(Coordinate labeling data)
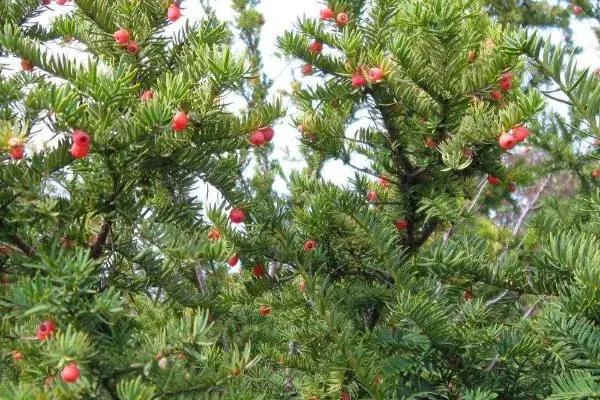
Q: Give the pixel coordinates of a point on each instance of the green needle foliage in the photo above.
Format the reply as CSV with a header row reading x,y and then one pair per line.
x,y
396,285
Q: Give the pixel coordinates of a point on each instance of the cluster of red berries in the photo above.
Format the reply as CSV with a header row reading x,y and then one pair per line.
x,y
261,136
81,144
16,148
513,137
214,234
122,37
26,65
174,12
341,18
69,374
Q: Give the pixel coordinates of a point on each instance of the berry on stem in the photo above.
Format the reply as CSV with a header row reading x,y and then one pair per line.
x,y
507,141
133,47
326,13
257,138
26,65
233,260
342,19
70,374
17,152
520,133
376,74
180,121
121,36
45,330
358,79
214,234
506,82
496,95
237,215
307,69
147,95
372,196
384,182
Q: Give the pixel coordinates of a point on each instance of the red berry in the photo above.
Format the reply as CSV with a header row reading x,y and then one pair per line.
x,y
121,36
26,65
268,133
302,286
316,46
376,74
506,82
496,95
17,152
358,80
310,245
258,270
264,310
401,224
173,13
81,138
147,95
79,151
233,260
492,180
180,121
70,374
237,215
214,234
520,133
342,19
507,141
133,47
326,13
45,330
429,142
307,69
384,182
257,138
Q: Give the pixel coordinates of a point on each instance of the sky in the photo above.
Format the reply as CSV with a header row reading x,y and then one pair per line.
x,y
280,15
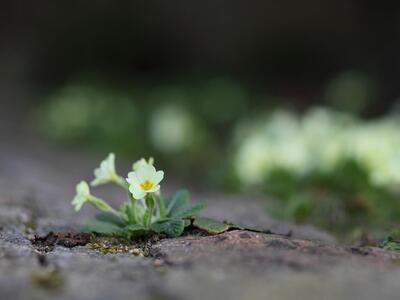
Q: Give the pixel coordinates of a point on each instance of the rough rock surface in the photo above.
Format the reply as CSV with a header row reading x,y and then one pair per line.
x,y
37,183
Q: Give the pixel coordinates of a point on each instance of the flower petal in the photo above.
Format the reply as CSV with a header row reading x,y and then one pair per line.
x,y
145,172
136,192
154,189
158,177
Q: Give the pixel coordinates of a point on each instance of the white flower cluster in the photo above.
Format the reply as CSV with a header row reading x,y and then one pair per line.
x,y
317,142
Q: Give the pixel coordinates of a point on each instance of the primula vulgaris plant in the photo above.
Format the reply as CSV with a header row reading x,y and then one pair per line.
x,y
145,211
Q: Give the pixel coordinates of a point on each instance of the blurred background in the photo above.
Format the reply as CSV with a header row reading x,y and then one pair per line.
x,y
296,100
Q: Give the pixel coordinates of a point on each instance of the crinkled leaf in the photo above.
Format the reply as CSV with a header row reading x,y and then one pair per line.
x,y
210,225
187,210
178,200
109,218
102,227
171,227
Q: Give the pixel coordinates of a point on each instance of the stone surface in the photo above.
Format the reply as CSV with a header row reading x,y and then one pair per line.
x,y
37,183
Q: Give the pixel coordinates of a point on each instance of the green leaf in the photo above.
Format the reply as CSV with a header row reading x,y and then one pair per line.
x,y
187,210
171,227
179,199
102,227
109,218
210,225
129,213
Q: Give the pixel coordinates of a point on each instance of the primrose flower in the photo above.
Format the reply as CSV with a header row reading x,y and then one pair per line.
x,y
82,195
144,180
142,162
106,172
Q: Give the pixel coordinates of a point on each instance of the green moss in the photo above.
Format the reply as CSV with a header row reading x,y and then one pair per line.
x,y
113,246
49,279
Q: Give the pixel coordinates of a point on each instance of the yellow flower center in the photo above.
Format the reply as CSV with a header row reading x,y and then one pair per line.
x,y
146,185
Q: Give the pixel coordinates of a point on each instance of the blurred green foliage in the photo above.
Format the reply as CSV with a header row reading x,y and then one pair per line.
x,y
325,167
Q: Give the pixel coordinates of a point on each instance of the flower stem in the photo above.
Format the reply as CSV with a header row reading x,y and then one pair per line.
x,y
150,207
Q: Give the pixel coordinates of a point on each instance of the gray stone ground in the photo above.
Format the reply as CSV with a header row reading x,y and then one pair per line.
x,y
37,182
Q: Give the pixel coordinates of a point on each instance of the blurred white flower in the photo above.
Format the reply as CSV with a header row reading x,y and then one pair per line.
x,y
82,195
319,142
106,172
145,179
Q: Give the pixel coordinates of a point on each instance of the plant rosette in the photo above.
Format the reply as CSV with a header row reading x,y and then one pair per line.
x,y
145,211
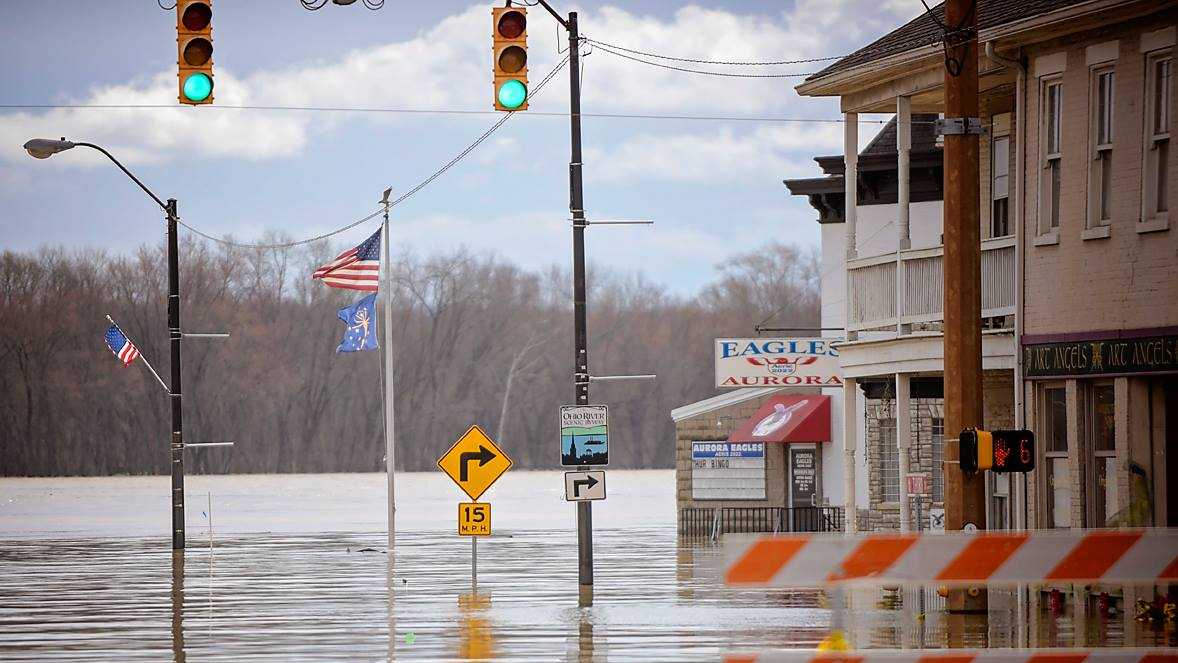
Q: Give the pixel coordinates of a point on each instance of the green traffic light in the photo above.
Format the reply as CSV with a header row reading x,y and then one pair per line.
x,y
513,94
198,86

| Given exercise |
Reproduce the records verbatim, omitting all images they contain.

| Response below |
Q: Give the pixel coordinates of a point on each instance of the green needle foliage in the photo above.
Format the reply as CSV with a header row reading x,y and then one pair per line.
x,y
396,285
Q: Give the pixel coordinates of a point on each instance of the cluster of red berries in the photo above.
Format the reply as CSV with a header row reading x,y and then one pair per line.
x,y
261,136
81,144
16,148
513,137
214,234
122,37
26,65
174,12
341,18
69,374
Q: Give the pixel coordinates of a point on each instance of the berry on stem in the photo above.
Format the reply as CSV with a header row reading x,y and then one pair per line.
x,y
507,141
133,47
326,13
257,138
26,65
233,260
342,19
70,374
17,152
520,133
376,74
180,121
121,36
45,330
358,79
214,234
506,82
496,95
237,215
307,69
147,95
372,196
384,182
Q: Give the pixel coordinates of a point on each instance of the red berry in the photo above.
Format the reply as CSV with a header row reading x,y and then one pair per line.
x,y
121,36
26,65
268,133
302,286
316,46
376,74
506,82
496,95
17,152
358,80
310,245
258,270
264,310
401,224
173,13
81,138
147,95
79,151
233,260
492,180
180,121
70,374
237,215
214,234
520,133
342,19
507,141
133,47
326,13
45,330
429,142
307,69
384,182
257,138
Q: Give the pixel coordinates of a point on each instance of the sky in the photo above.
Format the reply as CSV with a header row reading x,y and then one pair per line.
x,y
280,15
Q: Give the pixel coordinates of a point on each instance of the rough rock surface in the photo above.
Format the reply as CSV with a header row reading x,y and then one pair per line.
x,y
37,183
Q: Give the pixel coordinates of a point on each instance of the flower petal in the photo above.
Format the reply as CSV with a header row reading x,y and then one pair per line.
x,y
145,172
136,192
154,189
158,177
Q: Give the pixel coordinates of a point on each instance of the white flower cluster in the photo above.
Format the reply as CSV with a header row reading x,y and then one pair per line.
x,y
317,142
Q: Give the pixel coordinates of a point on each instance of the primula vulgaris plant in the photo above.
Format the reply as CSV with a header row reading x,y and then one pair per line.
x,y
145,211
Q: Give the pixel coordinates of a point on each instance of the blurred background in the photo above.
Format the reply as CSV with a header row reading x,y and then one pair per line.
x,y
296,100
Q: Give the pixel coordinates of a point on each instance of the crinkled leaf in the photo above.
Format the reply as CSV with a header row reading x,y and then one pair per line.
x,y
210,225
187,210
178,200
109,218
102,227
171,227
Q: Give the pixel coordinates of a point on each instance of the stone surface in the photo above.
Format the reply as CSV with a header row reading x,y and then one pair per line.
x,y
37,183
Q: Give the pixel coordinates of a point on each instance of the green leaf in the photo above.
Format the reply as CSV with a header row reading x,y and then one pair per line.
x,y
187,210
171,227
179,199
102,227
109,218
210,225
129,213
Q: Give the pixel coordinates of a point on each instance of the primrose flower in the photo above.
Format the reply as CSV with a header row reading x,y and then one pair per line.
x,y
82,195
144,180
142,162
106,172
Q: Give the pixel coordinates of a point on each instance of the green moss in the photo above.
Format the reply as CSV with a header row reading x,y and then one pair per line.
x,y
113,246
49,279
Q: Give the pixel coordinates of a point on each instance of the yellow flower center in the photo above.
Format the reply as CSV with a header row reading x,y and then one pair per line.
x,y
146,185
Q: Give the pixel coordinates of a point on each instance of the blurred green foliage in the photo above.
Format the reply as CSV with a header row reading x,y and then one pair per line.
x,y
325,167
Q: Give the pixel coordinates of a point on each instance of the flower stem in the photo above.
Format the reply as CSV with a header row reading x,y and then one pair per line.
x,y
150,207
Q: Give the pixel coordinates of a point on each instance of the gray stone ground in the photo above.
Format the reply as CSV with a header row reading x,y and then one pair per line.
x,y
37,182
Q: Give the pixel coordinates of a point on each instance of the blurred white flower in the photo above.
Format the reply as CSV with a header row reading x,y and then one pair per line.
x,y
82,195
319,142
106,172
145,179
Q: Give the pixel coordinates of a point on each instance of the plant rosette in the photo above.
Format the reply as CSV with a header row reading x,y and then one pair per line.
x,y
145,211
Q: Give the pixel coordinates of a point on each instance of the green traffic light in the photo above.
Format the reply as CSV with a header row reading x,y and then one pair per line.
x,y
513,94
198,86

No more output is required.